_Perintah Kerja A:_
Sunting teks tentang bangsa Indonesia di bawah ini, mulai dari bagian yang memuat "Aku tergila-gila pada" dan berhenti setelah "rezeki oleh Allah''.". Ganti "tawakal" dengan "sabar".

_Teks Ditampilkan:_

Aku tergila-gila pada Indonesia. Bangsa yang juara atas hidupnya sendiri. Warga negara miskin antre naik haji menunggu 10 tahun lebih, tanpa pernah menawar berapa pun biayanya. Bahkan membayar di muka, tanpa peduli ke mana bunganya.

Di Tanah Suci, mereka sowan kepada Kanjeng Nabi dan mendengarkan petuah menantu beliau si penjaga pintu ilmu Sayyid Ali bin Abi Thalib: ''Wahai bangsa Indonesia, jangan katakan kepada Tuhan bahwa kalian punya masalah, tetapi nyatakan kepada masalah bahwa kamu punya Tuhan."

Bangsa Indonesia punya banyak senjata untuk melawan kejatuhan dan siaga menyelenggarakan kebangkitan. Mereka menantang kehidupan yang tidak rasional dan penuh kemustahilan dengan "bismillah". Atas nafkah tidak mencukupi mereka bilang "tawakal". Didera keadaan serba-kekurangan terus-menerus mereka ladeni dengan "tirakat" dan keyakinan bahwa ''ayam saja dikasih rezeki oleh Allah''.

_Perintah Kerja B:_
Susun ulang baris-baris catatan sebagai tabel Markdown berkolom "No" dan "Baris", tanpa baris kosong. Mulailah dari awal catatan dan berhenti setelah baris yang memuat "box: [31, 146, 256, 251]".

_Daftar Catatan:_

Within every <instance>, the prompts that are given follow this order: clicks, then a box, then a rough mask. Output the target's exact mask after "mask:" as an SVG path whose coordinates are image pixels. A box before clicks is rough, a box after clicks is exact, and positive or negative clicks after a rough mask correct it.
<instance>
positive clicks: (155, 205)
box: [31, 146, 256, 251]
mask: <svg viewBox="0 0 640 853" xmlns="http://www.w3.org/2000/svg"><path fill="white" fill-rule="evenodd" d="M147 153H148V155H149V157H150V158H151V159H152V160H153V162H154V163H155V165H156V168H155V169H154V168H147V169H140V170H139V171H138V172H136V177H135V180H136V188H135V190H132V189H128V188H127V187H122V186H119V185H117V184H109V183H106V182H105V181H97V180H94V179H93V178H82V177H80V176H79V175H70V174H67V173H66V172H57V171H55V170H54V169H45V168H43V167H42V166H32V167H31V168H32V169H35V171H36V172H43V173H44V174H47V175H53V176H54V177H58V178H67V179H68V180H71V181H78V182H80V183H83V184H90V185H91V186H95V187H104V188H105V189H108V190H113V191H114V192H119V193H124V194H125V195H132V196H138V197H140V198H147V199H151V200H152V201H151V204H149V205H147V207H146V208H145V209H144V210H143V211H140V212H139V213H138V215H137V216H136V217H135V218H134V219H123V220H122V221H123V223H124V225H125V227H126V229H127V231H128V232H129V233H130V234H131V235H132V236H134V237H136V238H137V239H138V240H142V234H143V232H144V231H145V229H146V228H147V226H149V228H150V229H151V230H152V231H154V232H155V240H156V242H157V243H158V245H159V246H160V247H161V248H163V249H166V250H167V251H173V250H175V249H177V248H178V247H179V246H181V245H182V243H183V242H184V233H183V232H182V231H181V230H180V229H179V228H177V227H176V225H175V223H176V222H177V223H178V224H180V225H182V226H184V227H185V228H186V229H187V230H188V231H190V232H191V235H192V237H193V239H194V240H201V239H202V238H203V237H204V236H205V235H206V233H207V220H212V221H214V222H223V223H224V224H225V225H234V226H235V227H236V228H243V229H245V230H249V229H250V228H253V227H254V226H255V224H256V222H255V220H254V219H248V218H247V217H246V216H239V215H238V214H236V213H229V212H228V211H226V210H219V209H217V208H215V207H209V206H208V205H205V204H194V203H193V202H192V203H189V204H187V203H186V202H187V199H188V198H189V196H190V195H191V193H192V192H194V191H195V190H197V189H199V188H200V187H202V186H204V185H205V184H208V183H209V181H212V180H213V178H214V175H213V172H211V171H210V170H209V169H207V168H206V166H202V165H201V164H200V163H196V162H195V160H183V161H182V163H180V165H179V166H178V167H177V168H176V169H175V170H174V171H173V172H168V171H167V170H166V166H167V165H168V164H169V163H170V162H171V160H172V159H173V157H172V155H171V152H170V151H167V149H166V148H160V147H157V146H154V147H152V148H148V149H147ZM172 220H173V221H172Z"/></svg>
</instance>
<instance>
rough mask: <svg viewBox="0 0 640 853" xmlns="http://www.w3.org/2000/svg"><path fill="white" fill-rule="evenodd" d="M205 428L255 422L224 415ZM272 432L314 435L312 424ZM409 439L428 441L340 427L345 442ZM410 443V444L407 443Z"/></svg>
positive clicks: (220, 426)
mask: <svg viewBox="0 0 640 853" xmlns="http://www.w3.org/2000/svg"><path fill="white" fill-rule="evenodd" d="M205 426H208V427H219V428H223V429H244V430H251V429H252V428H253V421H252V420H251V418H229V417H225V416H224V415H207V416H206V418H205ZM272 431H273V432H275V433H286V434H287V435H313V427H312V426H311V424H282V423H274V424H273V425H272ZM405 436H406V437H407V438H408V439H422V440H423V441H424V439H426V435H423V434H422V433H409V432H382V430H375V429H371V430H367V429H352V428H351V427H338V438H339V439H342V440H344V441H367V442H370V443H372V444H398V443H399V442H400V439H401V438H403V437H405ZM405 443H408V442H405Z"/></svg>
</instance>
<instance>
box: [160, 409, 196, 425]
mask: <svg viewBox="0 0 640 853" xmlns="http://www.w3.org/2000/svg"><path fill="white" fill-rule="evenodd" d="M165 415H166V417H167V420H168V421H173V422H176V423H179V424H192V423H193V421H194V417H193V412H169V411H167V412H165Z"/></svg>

_Jawaban A:_
Aku tergila-gila pada Indonesia. Bangsa yang juara atas hidupnya sendiri. Warga negara miskin antre naik haji menunggu 10 tahun lebih, tanpa pernah menawar berapa pun biayanya. Bahkan membayar di muka, tanpa peduli ke mana bunganya.

Di Tanah Suci, mereka sowan kepada Kanjeng Nabi dan mendengarkan petuah menantu beliau si penjaga pintu ilmu Sayyid Ali bin Abi Thalib: ''Wahai bangsa Indonesia, jangan katakan kepada Tuhan bahwa kalian punya masalah, tetapi nyatakan kepada masalah bahwa kamu punya Tuhan."

Bangsa Indonesia punya banyak senjata untuk melawan kejatuhan dan siaga menyelenggarakan kebangkitan. Mereka menantang kehidupan yang tidak rasional dan penuh kemustahilan dengan "bismillah". Atas nafkah tidak mencukupi mereka bilang "sabar". Didera keadaan serba-kekurangan terus-menerus mereka ladeni dengan "tirakat" dan keyakinan bahwa ''ayam saja dikasih rezeki oleh Allah''.

_Jawaban B:_
| No | Baris |
|---|---|
| 1 | Within every <instance>, the prompts that are given follow this order: clicks, then a box, then a rough mask. Output the target's exact mask after "mask:" as an SVG path whose coordinates are image pixels. A box before clicks is rough, a box after clicks is exact, and positive or negative clicks after a rough mask correct it. |
| 2 | <instance> |
| 3 | positive clicks: (155, 205) |
| 4 | box: [31, 146, 256, 251] |